**DATA FOR REVIEW:**
------------------------

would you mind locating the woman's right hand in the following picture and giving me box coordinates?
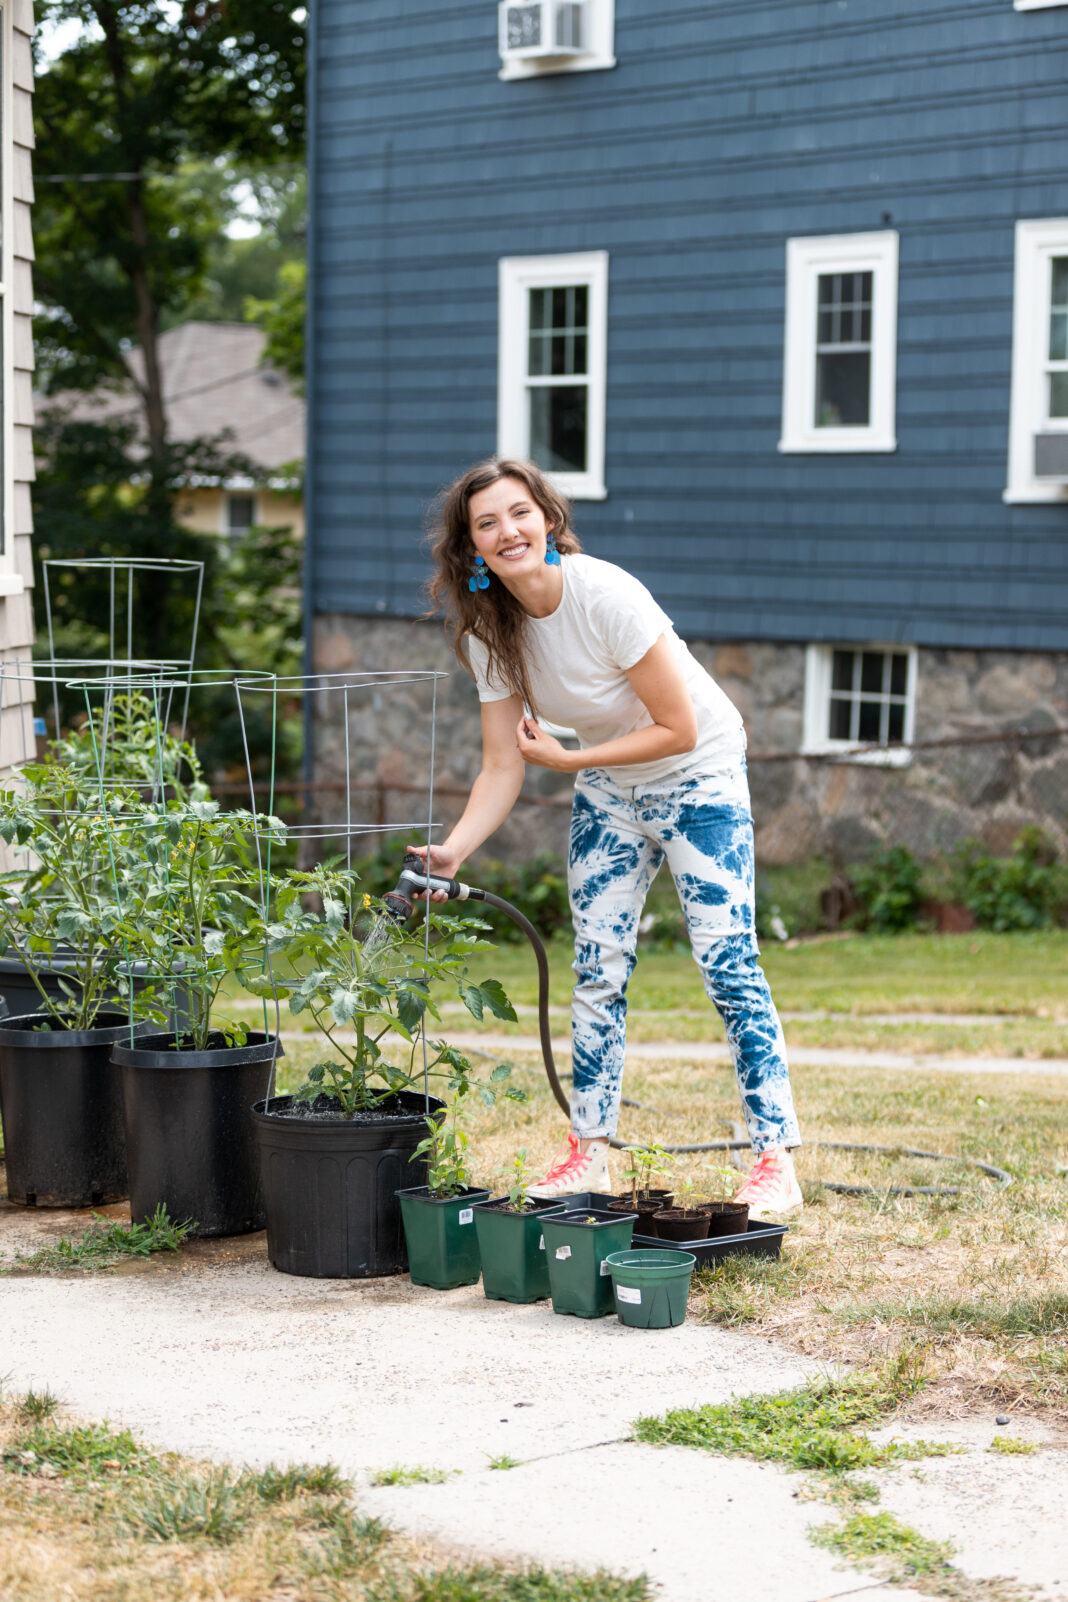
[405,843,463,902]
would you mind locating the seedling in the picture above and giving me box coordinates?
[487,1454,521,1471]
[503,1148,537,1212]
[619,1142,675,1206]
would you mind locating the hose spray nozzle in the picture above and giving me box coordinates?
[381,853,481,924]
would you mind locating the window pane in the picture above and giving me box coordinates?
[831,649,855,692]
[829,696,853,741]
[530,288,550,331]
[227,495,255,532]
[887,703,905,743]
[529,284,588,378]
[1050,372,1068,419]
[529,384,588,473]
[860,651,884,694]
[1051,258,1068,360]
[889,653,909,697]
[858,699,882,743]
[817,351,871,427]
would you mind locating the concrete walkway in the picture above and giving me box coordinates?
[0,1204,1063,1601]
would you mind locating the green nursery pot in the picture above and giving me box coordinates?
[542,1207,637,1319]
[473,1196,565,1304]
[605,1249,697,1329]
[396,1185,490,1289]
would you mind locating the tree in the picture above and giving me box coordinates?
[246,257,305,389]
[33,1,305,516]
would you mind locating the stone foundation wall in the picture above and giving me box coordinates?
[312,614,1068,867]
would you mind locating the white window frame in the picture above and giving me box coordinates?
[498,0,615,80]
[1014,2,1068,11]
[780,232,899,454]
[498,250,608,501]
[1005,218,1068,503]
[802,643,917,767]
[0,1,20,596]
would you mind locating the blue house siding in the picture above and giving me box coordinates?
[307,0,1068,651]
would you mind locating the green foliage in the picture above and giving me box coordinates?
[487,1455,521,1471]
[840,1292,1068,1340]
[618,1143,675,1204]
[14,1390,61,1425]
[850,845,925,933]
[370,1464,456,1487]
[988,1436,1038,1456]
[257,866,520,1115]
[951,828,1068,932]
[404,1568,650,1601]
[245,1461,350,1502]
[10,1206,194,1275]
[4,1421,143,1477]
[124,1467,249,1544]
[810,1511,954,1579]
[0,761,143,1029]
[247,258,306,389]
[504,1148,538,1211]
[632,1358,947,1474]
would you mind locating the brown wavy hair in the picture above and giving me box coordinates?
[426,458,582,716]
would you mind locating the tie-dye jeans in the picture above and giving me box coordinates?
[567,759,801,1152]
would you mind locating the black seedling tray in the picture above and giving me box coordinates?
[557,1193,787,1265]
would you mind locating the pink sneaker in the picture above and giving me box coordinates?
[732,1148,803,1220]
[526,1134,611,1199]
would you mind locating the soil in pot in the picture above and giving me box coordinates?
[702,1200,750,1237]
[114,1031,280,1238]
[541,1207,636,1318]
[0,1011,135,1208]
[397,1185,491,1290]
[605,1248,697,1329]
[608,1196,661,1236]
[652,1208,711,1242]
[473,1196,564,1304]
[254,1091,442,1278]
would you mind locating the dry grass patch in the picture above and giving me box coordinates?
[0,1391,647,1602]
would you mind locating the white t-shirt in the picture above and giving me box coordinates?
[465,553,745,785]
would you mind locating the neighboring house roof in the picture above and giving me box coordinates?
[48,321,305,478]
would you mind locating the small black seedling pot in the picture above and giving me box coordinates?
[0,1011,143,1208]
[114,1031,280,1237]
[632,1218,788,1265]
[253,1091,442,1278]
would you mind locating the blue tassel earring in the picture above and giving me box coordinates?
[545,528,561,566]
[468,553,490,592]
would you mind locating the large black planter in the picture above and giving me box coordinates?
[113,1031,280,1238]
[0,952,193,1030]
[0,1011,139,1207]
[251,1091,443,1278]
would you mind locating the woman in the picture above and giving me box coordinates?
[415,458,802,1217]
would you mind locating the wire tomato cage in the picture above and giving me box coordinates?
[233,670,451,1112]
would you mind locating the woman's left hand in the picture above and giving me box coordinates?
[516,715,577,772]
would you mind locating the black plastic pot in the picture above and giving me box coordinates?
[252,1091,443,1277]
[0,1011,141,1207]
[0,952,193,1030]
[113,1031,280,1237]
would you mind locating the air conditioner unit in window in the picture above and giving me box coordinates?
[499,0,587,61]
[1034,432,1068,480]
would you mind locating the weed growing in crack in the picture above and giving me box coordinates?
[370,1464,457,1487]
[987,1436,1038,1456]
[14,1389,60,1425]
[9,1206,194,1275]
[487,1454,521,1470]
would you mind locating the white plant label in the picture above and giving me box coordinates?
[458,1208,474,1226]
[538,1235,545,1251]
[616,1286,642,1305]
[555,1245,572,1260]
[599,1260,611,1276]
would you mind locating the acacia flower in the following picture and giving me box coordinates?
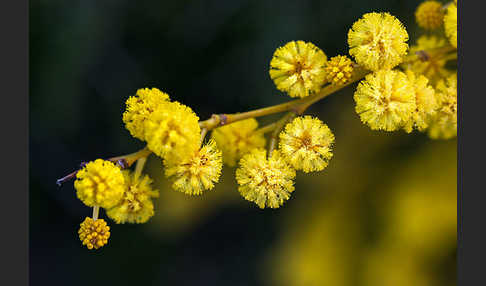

------------------------

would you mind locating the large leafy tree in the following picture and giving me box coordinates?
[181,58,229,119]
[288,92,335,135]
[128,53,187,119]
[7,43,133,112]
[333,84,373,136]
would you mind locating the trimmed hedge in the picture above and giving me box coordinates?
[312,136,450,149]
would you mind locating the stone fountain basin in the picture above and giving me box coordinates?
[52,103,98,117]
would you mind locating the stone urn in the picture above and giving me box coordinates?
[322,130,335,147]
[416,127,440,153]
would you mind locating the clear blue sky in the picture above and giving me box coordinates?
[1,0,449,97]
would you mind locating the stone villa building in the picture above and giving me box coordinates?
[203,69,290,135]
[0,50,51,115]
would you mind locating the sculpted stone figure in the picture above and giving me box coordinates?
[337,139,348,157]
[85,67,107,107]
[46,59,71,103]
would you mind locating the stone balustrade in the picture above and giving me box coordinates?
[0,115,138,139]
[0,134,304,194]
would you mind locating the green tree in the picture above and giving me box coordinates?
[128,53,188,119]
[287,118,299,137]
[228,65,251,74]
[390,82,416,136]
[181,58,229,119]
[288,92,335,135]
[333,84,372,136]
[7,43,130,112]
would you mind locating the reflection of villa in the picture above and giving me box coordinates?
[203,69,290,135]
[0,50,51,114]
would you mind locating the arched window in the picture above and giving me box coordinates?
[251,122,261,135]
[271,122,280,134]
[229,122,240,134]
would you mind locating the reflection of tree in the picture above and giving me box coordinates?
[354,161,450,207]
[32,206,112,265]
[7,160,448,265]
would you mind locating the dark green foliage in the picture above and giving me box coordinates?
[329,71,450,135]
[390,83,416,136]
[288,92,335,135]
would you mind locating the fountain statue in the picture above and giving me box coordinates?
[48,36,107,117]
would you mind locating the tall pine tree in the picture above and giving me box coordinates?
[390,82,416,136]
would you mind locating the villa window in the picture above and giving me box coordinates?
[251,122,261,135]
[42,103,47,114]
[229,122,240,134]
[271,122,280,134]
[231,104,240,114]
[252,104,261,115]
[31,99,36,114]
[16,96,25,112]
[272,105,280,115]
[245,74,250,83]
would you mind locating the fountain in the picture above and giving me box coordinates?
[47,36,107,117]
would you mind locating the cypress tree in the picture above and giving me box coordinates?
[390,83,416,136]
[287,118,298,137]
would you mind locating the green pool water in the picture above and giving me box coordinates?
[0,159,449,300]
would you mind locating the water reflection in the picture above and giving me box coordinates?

------------------------

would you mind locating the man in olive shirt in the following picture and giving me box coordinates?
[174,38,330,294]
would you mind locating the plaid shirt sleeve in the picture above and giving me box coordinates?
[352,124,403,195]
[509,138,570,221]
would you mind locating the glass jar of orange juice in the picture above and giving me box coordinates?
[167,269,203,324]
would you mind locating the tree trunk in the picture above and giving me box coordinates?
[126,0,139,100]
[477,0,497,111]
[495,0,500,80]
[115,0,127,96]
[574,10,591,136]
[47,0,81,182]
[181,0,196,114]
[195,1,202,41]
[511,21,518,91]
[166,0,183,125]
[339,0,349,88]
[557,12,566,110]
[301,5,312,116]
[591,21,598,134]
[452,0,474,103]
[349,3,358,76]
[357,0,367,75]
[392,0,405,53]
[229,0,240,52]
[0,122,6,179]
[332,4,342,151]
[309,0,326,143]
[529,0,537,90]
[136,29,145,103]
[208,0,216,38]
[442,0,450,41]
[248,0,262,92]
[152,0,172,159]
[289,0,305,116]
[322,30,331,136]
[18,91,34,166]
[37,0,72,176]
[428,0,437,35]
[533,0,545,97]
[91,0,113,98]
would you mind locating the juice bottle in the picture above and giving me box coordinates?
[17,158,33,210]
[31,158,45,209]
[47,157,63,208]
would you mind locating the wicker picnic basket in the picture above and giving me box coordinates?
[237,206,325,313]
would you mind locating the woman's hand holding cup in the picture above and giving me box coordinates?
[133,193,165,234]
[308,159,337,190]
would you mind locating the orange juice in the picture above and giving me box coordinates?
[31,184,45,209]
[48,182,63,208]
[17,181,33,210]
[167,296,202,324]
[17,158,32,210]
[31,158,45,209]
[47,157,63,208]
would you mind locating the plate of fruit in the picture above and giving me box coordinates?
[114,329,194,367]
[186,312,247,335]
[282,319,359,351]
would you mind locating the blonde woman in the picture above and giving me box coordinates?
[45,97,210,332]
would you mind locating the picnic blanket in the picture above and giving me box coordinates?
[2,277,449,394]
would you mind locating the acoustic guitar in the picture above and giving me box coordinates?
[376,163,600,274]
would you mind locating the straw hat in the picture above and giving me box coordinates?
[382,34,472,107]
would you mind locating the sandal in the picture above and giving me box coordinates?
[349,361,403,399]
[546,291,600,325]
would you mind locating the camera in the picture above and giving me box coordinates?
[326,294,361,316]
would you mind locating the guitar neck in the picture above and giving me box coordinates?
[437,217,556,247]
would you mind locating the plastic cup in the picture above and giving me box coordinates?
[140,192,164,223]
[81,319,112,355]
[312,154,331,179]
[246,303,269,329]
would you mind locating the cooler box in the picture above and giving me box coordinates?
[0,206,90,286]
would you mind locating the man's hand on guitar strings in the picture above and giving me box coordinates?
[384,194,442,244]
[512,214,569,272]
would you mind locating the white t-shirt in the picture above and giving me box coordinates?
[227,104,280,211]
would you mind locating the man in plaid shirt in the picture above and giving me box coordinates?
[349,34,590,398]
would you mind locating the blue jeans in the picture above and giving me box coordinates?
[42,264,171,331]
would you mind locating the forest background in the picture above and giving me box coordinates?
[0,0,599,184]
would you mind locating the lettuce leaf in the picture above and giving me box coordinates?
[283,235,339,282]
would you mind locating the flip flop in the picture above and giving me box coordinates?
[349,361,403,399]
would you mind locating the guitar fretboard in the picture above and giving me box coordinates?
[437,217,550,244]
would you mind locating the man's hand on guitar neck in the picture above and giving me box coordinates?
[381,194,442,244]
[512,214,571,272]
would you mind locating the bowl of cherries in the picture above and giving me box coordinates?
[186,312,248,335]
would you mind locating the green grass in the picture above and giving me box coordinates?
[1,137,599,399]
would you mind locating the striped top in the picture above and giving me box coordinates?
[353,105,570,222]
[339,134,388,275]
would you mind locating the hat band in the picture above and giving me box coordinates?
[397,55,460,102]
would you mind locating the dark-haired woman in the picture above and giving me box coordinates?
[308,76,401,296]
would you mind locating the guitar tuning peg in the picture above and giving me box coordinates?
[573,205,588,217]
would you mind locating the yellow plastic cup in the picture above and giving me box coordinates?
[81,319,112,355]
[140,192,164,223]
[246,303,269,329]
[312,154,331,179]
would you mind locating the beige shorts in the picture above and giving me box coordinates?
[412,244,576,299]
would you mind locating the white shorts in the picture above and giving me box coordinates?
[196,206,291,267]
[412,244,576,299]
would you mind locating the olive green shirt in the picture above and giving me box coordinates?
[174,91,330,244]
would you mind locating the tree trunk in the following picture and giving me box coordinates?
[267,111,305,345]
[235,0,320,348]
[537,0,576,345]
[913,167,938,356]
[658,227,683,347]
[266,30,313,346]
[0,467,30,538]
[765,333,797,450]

------------------------

**YOUR ASSIGNMENT:** Retype only the stretch of lines above starting at the one with "would you mind locating the white plant" and stopping at the one with "would you mind locating the acacia", exactly as written, with both kept.

**OUTPUT OF THE EXERCISE:**
would you mind locating the white plant label in the picture above and giving me box coordinates?
[458,1208,474,1226]
[538,1235,545,1251]
[616,1286,642,1305]
[555,1245,572,1260]
[599,1260,611,1276]
would you mind locating the acacia flower in the following picture and giving me box coordinates?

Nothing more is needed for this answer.